ASSIGNED TASK:
The answer should consist of all the entries, repeated word for word.

---------------

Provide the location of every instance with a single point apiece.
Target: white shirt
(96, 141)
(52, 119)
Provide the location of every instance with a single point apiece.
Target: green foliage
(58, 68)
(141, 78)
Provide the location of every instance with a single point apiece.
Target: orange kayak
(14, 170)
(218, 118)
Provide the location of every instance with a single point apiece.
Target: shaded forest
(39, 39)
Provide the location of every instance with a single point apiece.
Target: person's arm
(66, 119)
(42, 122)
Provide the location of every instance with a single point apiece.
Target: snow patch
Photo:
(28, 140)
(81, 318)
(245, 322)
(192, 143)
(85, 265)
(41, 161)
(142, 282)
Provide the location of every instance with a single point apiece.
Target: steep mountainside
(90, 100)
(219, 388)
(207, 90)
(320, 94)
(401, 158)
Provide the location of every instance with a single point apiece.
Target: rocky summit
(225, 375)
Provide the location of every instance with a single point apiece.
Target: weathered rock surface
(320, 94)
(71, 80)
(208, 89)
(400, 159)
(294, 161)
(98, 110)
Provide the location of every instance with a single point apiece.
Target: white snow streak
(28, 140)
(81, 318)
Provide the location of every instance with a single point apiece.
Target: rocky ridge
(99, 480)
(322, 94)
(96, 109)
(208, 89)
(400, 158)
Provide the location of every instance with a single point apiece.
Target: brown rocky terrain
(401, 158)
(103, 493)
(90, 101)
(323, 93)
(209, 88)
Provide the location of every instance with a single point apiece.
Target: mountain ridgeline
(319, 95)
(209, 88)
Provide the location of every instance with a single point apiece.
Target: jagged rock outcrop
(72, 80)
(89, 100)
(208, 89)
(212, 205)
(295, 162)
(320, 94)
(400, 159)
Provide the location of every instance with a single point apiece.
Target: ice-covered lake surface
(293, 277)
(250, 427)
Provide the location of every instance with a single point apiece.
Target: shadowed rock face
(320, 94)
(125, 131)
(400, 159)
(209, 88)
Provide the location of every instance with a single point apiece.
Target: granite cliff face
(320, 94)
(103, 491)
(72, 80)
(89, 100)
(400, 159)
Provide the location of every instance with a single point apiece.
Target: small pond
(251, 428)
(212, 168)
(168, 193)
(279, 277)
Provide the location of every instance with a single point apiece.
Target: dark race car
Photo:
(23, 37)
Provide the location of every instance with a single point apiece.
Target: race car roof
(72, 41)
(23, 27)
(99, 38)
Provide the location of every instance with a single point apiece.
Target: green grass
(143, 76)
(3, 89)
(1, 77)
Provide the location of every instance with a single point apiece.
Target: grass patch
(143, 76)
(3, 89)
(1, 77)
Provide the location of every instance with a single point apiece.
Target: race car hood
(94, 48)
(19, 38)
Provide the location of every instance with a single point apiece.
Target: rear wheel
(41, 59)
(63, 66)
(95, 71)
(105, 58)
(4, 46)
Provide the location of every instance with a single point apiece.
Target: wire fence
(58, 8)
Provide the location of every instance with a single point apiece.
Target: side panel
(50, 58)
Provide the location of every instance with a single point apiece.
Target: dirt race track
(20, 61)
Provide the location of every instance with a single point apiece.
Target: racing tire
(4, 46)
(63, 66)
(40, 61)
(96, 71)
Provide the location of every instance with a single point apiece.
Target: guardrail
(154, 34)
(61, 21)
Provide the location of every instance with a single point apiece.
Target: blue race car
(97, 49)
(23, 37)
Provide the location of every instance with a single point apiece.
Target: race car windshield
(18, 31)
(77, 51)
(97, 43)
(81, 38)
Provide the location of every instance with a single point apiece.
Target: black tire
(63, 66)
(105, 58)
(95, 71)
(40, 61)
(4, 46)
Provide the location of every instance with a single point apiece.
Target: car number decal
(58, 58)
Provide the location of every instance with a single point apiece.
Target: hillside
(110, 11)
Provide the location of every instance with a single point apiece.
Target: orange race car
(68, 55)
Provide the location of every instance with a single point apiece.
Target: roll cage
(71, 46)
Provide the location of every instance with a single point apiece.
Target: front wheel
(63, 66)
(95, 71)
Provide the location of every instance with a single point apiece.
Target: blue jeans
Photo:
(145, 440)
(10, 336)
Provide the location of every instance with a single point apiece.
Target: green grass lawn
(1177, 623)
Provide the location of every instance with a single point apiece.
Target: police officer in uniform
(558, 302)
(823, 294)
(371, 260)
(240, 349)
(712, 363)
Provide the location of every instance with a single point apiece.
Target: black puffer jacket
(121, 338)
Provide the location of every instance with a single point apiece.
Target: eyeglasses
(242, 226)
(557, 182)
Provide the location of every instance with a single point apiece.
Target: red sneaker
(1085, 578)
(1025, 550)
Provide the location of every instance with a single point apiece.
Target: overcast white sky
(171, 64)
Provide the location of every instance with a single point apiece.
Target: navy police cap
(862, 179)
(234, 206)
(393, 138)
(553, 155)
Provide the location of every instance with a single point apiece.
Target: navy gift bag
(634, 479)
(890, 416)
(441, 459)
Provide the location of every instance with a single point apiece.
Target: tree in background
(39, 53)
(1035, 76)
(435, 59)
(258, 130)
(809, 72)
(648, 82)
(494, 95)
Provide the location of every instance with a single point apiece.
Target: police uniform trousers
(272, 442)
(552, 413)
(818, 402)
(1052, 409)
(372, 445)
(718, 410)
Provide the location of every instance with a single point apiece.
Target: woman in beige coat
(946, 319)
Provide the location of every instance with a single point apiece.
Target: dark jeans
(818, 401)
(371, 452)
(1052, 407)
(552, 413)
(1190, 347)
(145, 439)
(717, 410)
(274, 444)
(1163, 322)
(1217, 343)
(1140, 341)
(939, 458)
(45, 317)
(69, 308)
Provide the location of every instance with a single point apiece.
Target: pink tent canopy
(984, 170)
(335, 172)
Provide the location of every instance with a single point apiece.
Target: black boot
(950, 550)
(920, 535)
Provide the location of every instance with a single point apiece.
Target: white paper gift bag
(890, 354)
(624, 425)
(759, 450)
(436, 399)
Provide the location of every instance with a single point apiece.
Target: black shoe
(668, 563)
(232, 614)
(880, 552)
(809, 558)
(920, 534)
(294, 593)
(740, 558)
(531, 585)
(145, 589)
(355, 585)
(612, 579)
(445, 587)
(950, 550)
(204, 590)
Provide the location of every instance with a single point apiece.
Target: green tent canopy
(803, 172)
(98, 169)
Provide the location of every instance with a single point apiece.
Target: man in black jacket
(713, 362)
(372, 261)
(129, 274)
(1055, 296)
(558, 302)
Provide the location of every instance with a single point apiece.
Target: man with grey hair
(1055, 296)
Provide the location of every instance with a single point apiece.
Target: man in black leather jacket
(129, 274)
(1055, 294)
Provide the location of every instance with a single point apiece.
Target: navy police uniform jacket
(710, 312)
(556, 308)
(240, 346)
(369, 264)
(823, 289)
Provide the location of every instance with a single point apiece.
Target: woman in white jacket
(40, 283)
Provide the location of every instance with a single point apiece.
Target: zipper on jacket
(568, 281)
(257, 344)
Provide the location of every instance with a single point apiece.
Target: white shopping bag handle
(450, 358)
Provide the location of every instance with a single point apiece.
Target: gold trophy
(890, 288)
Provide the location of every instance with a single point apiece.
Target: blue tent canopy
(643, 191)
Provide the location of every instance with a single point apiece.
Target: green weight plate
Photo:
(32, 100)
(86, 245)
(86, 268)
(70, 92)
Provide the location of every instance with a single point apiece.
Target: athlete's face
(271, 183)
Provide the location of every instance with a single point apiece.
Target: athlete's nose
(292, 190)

---------------

ANSWER SPACE:
Provide the location of every instance with a single point apiece.
Target: white shirt
(96, 141)
(52, 119)
Provide the location of every instance with a single point apiece.
Target: green foliage
(58, 68)
(141, 78)
Provide the location of every instance with a single point apiece.
Target: orange kayak
(14, 170)
(218, 118)
Provide the location of every instance with a single point apiece.
Target: shaded forest
(39, 39)
Provide the location of every instance with a single point apiece.
Target: person's arm
(66, 119)
(42, 122)
Provide the location of every instance with a single point apiece.
Target: snow patch
Photo:
(28, 140)
(81, 318)
(245, 322)
(192, 143)
(85, 265)
(41, 161)
(142, 282)
Provide the location of every instance with a single point apiece.
Target: steep mountainside
(90, 100)
(219, 388)
(207, 90)
(320, 94)
(401, 158)
Provide the location of every instance with a single point apiece.
Target: rocky summit
(225, 375)
Provide the location of every instance with a single point apiece.
Target: weathered rock surface
(320, 94)
(71, 80)
(208, 89)
(400, 159)
(294, 161)
(98, 110)
Provide the location of every instance with a single point apiece.
Target: white snow streak
(28, 140)
(81, 318)
Provide the location of every instance with a single point apiece.
Target: rocky ridge
(99, 480)
(322, 94)
(96, 109)
(208, 89)
(400, 158)
Provide the location of every instance with a single point apiece.
Target: brown rocky terrain
(401, 158)
(103, 493)
(90, 101)
(323, 93)
(209, 88)
Provide the location of every instance with a single point apiece.
Target: mountain ridgeline
(319, 95)
(209, 88)
Provide the location of every instance with a single point apiece.
Target: jagged rock outcrop
(72, 80)
(89, 100)
(208, 89)
(212, 205)
(295, 162)
(320, 94)
(400, 159)
Provide the location of every instance with a single point apiece.
Target: ice-covered lake surface
(293, 277)
(250, 427)
Provide the location of every instance with a single point apiece.
Target: shadowed rock face
(320, 94)
(125, 131)
(400, 159)
(209, 88)
Provide the location of every instance with a single point apiece.
Target: granite cliff face
(320, 94)
(103, 491)
(72, 80)
(89, 100)
(400, 159)
Provide the location of every instance with a single point apiece.
Target: small pond
(251, 428)
(212, 168)
(168, 193)
(279, 277)
Provide the location of every instance with a single point apiece.
Target: dark race car
Photo:
(23, 37)
Provide the location of every instance with a single point apiece.
Target: race car roof
(72, 41)
(23, 27)
(99, 38)
Provide the location of every instance with a single point apiece.
Target: green grass
(143, 76)
(3, 89)
(1, 77)
Provide the location of every instance with a single point apiece.
Target: grass patch
(143, 76)
(3, 89)
(1, 77)
Provide the location of every instance with a single point apiece.
Target: race car hood
(94, 48)
(19, 38)
Provide the location of every instance with a single point apiece.
Target: rear wheel
(41, 59)
(63, 66)
(95, 71)
(105, 58)
(4, 46)
Provide the location of every instance with a single point apiece.
Target: wire fence
(58, 8)
Provide the location of every instance with a single point apiece.
Target: side panel
(50, 58)
Provide the location of every instance with a single point apiece.
Target: dirt race track
(20, 61)
Provide the location of every instance with a single point apiece.
Target: racing tire
(4, 46)
(63, 66)
(40, 61)
(96, 71)
Provide the location of every instance with a single point apiece.
Target: guardrail
(154, 34)
(61, 21)
Provide the location of every instance with a single point apiece.
Target: blue race car
(97, 49)
(23, 37)
Provide the location of every instance with a single point apiece.
Target: race car windshield
(18, 31)
(77, 51)
(97, 43)
(81, 38)
Provide the location of every instance with a single point apiece.
Target: black tire
(63, 66)
(105, 58)
(95, 71)
(40, 61)
(4, 46)
Provide the location of every instance with a single point apiece.
Target: car number decal
(58, 58)
Provide the location of every instance with a single point apiece.
Target: hillside
(110, 11)
Provide the location of every instance with a single point apiece.
Target: orange race car
(68, 55)
Provide the location of every instance with a single point apiece.
Target: roll cage
(71, 46)
Provide the location of every instance with a single point apiece.
Target: front wheel
(63, 66)
(95, 71)
Provide the location of every instance with a single point apiece.
Target: blue jeans
Photo:
(145, 440)
(10, 336)
Provide the location of every instance with a single point apiece.
Target: green grass lawn
(1177, 623)
Provide the location of every instance with a single point apiece.
Target: police officer in uniform
(558, 302)
(823, 294)
(371, 260)
(240, 349)
(712, 363)
Provide the location of every instance with a single point apiece.
Target: black puffer jacket
(121, 338)
Provide the location of every instance with a single point apiece.
Target: eyeglasses
(242, 226)
(557, 182)
Provide the location of every instance with a single point apiece.
Target: red sneaker
(1085, 578)
(1025, 550)
Provide the location of every instance with a single point apiece.
Target: overcast white sky
(171, 64)
Provide the location of every instance with a single point apiece.
Target: navy police cap
(862, 179)
(234, 206)
(393, 138)
(553, 155)
Provide the location of every instance with a single point apiece.
Target: navy gift bag
(634, 479)
(890, 416)
(441, 459)
Provide the location of every instance with a single point apiece.
Target: tree in background
(39, 53)
(1035, 76)
(435, 59)
(258, 130)
(809, 72)
(648, 82)
(494, 95)
Provide the location of every instance with a single point apiece.
Target: police uniform trousers
(272, 442)
(552, 413)
(818, 402)
(1052, 409)
(372, 445)
(718, 410)
Provide the location of every instance with a single point apiece.
Target: woman in beige coat
(946, 319)
Provide the location of every instance with a single point apiece.
Target: dark jeans
(818, 401)
(371, 452)
(1052, 407)
(552, 413)
(1190, 347)
(145, 439)
(717, 410)
(274, 444)
(1163, 322)
(1217, 343)
(1140, 341)
(939, 458)
(45, 317)
(69, 308)
Provide the location of every instance with a single point apiece.
Target: pink tent canopy
(984, 170)
(335, 172)
Provide the location of every instance with a single point apiece.
Target: black boot
(950, 550)
(920, 535)
Provide the location of every instance with a single point apiece.
Target: white paper gift bag
(890, 354)
(624, 425)
(759, 450)
(436, 399)
Provide the location of every instance with a single point apiece.
Target: black shoe
(668, 563)
(232, 614)
(880, 552)
(809, 558)
(920, 534)
(294, 593)
(740, 558)
(531, 585)
(145, 589)
(355, 585)
(612, 579)
(445, 587)
(950, 550)
(204, 590)
Provide the location of every instance with a single point apiece.
Target: green tent canopy
(803, 172)
(98, 169)
Provide the location of every instance with a single point apiece.
Target: man in black jacket
(713, 362)
(372, 261)
(129, 274)
(1055, 296)
(558, 302)
Provide the location of every instance with a single point apiece.
Target: man with grey hair
(1055, 296)
Provide the location of every instance with a single point apiece.
Target: man in black leather jacket
(129, 274)
(1055, 294)
Provide the location of every instance with a single point apiece.
Target: navy police uniform jacket
(710, 312)
(556, 308)
(240, 346)
(369, 264)
(823, 289)
Provide the location of every instance with a single point apiece.
Target: woman in white jacket
(40, 283)
Provide the location of every instance with a single point apiece.
Target: zipper on jacket
(568, 281)
(257, 344)
Provide the location of every instance with a single point apiece.
Target: white shopping bag handle
(450, 358)
Provide the location of every instance with a single point apiece.
Target: gold trophy
(890, 288)
Provide the location of every instance with a single point apiece.
Target: blue tent canopy
(643, 191)
Provide the location of every instance with a single point apiece.
Target: green weight plate
Photo:
(32, 100)
(86, 245)
(86, 268)
(70, 92)
Provide the location of every instance with a single point apiece.
Target: athlete's face
(271, 183)
Provide the location of every instance with a single point apiece.
Target: athlete's nose
(292, 190)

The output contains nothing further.